Answer these from the Linux I/O tuning post below:
1. Which I/O scheduler do current Linux versions use?
2. To which scheduler does the post suggest switching to reduce I/O latency?
3. What does the "await" value in iostat output show?

- TEXT:
++++++++++
Domino on Linux/Unix, Troubleshooting, Best Practices, Tips and more ...

 
alt

Daniel Nashed

 

Linux I/O Performance Tweek

Daniel Nashed  23 April 2012 04:51:09


During a performance troubleshooting session at a customer we found a very interesting tuning option that can boost your storage performance dramatically.
This setting is really helpful for SAN environments, SSD discs, virtual servers and also physical servers using RAID storage.

Current Linux versions do use the an I/O scheduler called CFQ (complete fair queuing).
This scheduler is helpful when you have simple local disk where Linux can optimize the I/O requests by re-ordering them.

But this can introduce latency with modern I/O devices.
If you have a caching RAID controller or a SAN, SSD disk the hardware backend is far more effective optimizing the I/O.
Most disk sub-systems also include a larger amount of cache to optimize the I/O.

Changing the I/O scheduler from "CFQ" to "noop" can dramatically reduce I/O latency.
The "await" in the iostat output shows the time needed for an I/O request from the application to the queue, to the disk and back to the application.
++++++++++
- ENTRIES SHOWN:
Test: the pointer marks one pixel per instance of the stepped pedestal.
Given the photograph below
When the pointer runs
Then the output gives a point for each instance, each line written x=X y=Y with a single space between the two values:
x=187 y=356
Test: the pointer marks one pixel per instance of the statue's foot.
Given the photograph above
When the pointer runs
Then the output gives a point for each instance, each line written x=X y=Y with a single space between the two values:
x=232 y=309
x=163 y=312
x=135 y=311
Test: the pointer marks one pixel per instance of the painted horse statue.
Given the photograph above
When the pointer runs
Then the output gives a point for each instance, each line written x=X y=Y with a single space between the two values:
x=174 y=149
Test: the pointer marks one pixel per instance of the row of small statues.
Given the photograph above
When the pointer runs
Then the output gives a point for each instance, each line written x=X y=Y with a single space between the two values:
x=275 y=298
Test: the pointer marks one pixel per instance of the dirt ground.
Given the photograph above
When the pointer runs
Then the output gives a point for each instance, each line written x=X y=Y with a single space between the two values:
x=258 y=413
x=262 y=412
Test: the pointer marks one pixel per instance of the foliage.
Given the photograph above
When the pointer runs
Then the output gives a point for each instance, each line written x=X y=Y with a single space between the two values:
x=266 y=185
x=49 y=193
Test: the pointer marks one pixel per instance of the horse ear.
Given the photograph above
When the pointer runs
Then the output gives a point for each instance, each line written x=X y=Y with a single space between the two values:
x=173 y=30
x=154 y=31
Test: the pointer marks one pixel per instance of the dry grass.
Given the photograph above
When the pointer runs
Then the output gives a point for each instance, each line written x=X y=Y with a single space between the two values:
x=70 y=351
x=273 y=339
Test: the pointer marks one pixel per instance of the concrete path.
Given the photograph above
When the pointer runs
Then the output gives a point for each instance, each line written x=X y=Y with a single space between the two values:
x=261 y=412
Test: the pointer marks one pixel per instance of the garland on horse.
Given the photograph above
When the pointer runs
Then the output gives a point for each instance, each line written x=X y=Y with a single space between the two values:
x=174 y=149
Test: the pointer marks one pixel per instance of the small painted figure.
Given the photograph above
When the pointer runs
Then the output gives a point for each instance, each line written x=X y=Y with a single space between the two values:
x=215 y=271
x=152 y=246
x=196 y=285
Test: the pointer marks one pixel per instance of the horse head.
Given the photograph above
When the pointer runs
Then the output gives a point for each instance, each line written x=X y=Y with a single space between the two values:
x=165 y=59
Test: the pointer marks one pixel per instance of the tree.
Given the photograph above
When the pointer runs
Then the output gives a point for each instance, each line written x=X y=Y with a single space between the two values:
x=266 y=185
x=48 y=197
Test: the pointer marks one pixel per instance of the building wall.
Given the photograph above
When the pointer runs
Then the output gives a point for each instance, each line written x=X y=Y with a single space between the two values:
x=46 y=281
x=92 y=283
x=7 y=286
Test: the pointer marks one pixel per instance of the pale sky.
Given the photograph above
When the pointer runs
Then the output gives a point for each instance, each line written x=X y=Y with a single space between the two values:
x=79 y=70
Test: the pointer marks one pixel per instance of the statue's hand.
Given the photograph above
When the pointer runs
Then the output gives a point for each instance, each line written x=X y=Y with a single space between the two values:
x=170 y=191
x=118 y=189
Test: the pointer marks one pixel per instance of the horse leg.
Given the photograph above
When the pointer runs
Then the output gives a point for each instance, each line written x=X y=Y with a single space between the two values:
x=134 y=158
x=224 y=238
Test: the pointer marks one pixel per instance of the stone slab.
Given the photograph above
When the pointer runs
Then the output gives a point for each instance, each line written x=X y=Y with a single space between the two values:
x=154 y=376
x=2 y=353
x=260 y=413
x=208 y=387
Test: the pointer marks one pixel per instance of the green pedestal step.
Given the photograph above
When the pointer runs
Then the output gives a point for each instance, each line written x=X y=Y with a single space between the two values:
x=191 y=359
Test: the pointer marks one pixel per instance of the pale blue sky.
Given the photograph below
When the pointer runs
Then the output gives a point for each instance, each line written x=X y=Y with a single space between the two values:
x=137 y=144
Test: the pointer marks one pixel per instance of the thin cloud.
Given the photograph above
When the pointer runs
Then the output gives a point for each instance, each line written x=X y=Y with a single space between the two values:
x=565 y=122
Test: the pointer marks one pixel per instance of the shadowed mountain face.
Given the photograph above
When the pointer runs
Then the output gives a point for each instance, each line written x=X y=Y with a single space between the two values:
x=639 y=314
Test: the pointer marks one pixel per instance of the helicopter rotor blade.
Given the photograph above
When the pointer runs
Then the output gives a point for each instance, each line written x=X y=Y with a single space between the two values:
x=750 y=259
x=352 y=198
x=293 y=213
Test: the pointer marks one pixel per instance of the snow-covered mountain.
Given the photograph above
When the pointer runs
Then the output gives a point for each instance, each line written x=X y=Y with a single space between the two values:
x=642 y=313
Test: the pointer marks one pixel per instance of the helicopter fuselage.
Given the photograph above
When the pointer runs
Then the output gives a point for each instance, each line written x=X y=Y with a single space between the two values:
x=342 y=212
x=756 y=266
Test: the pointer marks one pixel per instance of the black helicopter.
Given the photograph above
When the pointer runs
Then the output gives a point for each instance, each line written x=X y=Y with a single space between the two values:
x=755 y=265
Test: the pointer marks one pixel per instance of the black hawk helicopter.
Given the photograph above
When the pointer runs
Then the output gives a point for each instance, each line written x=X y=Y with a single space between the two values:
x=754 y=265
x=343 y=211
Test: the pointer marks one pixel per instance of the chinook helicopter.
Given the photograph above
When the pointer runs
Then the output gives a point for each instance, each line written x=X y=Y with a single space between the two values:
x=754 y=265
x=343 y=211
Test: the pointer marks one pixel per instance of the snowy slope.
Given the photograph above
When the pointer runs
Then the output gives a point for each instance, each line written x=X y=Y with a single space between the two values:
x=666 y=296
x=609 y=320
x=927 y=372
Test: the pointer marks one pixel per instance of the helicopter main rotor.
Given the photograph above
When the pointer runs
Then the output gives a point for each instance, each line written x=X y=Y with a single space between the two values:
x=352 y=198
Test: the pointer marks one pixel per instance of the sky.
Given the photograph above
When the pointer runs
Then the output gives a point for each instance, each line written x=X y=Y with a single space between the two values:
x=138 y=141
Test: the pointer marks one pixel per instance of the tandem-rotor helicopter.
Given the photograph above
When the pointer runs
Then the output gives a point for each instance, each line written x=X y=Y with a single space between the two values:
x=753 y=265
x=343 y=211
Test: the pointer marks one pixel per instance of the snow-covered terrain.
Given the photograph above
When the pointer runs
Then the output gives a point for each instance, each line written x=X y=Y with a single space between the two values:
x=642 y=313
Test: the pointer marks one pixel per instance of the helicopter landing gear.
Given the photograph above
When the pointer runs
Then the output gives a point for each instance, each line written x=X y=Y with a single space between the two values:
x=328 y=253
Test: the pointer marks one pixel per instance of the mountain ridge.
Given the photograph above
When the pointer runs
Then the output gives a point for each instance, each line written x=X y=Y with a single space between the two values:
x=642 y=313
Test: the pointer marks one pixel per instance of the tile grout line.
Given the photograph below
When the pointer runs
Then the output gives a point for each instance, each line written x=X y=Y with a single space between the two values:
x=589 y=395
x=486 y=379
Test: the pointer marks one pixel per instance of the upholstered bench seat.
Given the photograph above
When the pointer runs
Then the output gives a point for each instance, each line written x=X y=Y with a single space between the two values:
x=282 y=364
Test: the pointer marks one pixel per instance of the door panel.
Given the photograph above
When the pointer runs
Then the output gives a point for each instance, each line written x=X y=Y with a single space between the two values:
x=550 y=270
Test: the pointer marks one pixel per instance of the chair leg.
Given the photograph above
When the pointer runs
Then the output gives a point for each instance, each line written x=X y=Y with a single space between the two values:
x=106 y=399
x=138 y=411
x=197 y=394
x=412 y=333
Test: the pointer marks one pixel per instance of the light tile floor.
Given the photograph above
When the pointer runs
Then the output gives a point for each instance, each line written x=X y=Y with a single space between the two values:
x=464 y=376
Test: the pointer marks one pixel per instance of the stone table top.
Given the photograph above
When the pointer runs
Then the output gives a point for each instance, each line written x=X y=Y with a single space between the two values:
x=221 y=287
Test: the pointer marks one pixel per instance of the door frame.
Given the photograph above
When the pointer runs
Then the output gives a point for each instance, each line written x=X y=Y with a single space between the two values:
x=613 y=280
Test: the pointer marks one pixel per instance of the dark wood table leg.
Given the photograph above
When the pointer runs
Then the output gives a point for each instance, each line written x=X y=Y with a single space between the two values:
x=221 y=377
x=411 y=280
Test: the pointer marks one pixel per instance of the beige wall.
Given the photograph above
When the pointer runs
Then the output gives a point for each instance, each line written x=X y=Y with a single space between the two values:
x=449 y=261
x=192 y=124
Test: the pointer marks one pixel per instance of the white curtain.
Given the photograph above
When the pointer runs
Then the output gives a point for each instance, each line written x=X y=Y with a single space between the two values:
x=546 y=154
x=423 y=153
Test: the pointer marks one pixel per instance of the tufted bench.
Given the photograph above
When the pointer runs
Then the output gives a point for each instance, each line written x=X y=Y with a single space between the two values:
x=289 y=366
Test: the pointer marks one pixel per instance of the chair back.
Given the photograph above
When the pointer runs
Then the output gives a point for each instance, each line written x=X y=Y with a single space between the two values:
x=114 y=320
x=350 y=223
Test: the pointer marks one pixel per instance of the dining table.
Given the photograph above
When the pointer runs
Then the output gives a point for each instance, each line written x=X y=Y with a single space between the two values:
++++++++++
- CORRECT RESPONSE:
1. CFQ (complete fair queuing).
2. "noop".
3. The time an I/O request takes from the application to the queue, to the disk and back to the application.